▶ 任务要求:
(a) 判断以下陈述是否与给定文本相符，逐条回答“是”或“否”，并原样引用文本中起决定作用的语句：
(i) PCA 假设均值是数据集的有趣之处。
(ii) 主成分是原始变量的加权平均值。
(iii) NFL 联合赛每两年举办一次。
(b) 依据给定文本回答下列问题：
(i) 示例代码用 plt.subplots 创建的子图网格有几行几列？
(ii) 参加 NFL 联合赛的是什么人？
(iii) 按代码注释，对角线上的子图画的是什么图？
(c) 根据给定文本，用一到三句话说明为什么可以用较少数量的新变量来总结数据。

▶ 给定文本:
将PCA应用到经验数据

2023.02.02

PCA 假设方差是数据集的有趣之处。当数据集中的变量相关时，它们的一些方差是多余的。我们可以用较少数量的新变量（称为主成分）来总结这种协方差。主成分是具有特定属性的原始变量的加权平均值。

将 PCA 应用于2021 年 NFL 球探联合数据集的一个小型双变量子集
NFL 联合赛是一项年度赛事，精英大学运动员会完成一系列测试，为选秀做准备。
数据大概是下面这样的：

用八维数据集返回到二维 PCA 空间视图

fig, ax = plt.subplots(8, 8, figsize=(15, 15))
for i, feat1 in enumerate(feats):
    for j, feat2 in enumerate(feats):
        # Plot histograms on diagonal
        if feat1 == feat2:
            ax[i][j].hist(df[feat1], color=BLUE, density=True, alpha=0.5)
        # Otherwise plot scatterplots
        else:
            ax[i][j].scatter(df[feat2], df[feat1], color=BLUE, alpha=0.5)
        if i == len(feats) - 1:
            ax[i][j].set_xlabel(name_map[feat2], fontweight='bold', fontsize=FS_FOOTNOTE, color=DARK_GREY, alpha=0.6)
        if j == 0:
            ax[i][j].set_ylabel(name_map[feat1], fontweight='bold', fontsize=FS_FOOTNOTE, color=DARK_GREY, alpha=0.6)
        # Style axes
        ax[i][j].set_xticklabels([])
        ax[i][j].set_yticklabels([])
        ax[i][j].grid(b=True, color=GREY, alpha=0.1, linewidth=3)
        for spine in ['top', 'right', 'left', 'bottom']:
            ax[i][j].spines[spine].set_visible(False)
            ax[i][j].spines[spine].set_visible(False)

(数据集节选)

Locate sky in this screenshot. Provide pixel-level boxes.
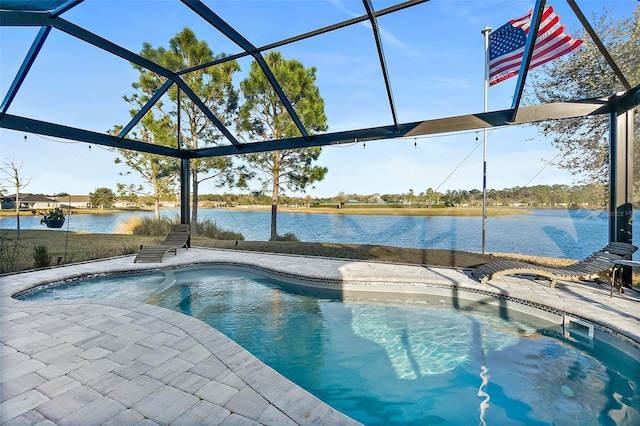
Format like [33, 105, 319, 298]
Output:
[0, 0, 638, 197]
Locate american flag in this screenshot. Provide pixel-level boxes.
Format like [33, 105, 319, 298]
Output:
[489, 6, 582, 86]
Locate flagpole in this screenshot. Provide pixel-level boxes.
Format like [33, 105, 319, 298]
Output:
[480, 27, 491, 254]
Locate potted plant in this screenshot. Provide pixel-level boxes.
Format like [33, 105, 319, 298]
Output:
[40, 207, 64, 228]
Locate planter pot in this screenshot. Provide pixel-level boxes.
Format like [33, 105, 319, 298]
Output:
[44, 219, 64, 228]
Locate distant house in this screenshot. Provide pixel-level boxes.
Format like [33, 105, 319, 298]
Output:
[2, 194, 91, 210]
[2, 194, 58, 210]
[53, 195, 93, 209]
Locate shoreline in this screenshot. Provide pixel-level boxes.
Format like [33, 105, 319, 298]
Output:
[226, 206, 531, 217]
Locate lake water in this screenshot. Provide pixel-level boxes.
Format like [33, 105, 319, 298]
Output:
[0, 209, 640, 259]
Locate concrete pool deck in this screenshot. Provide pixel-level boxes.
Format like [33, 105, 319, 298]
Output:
[0, 248, 640, 425]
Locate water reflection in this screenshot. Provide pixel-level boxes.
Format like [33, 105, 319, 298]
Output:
[0, 209, 640, 259]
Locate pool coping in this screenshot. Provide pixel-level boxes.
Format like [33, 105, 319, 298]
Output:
[0, 248, 640, 424]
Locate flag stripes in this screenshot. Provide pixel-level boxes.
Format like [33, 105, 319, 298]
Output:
[489, 6, 582, 85]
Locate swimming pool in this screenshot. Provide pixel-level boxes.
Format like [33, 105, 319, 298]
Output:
[16, 267, 640, 424]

▶ 逐题答案:
(a)
(i) 否，“PCA 假设方差是数据集的有趣之处。”
(ii) 是，“主成分是具有特定属性的原始变量的加权平均值。”
(iii) 否，“NFL 联合赛是一项年度赛事”

(b)
(i) 8 行 8 列。
(ii) 精英大学运动员。
(iii) 直方图。

(c) 数据集中的变量相关时，它们的一些方差是多余的。因此可以用较少数量的新变量（即主成分）来总结这种协方差。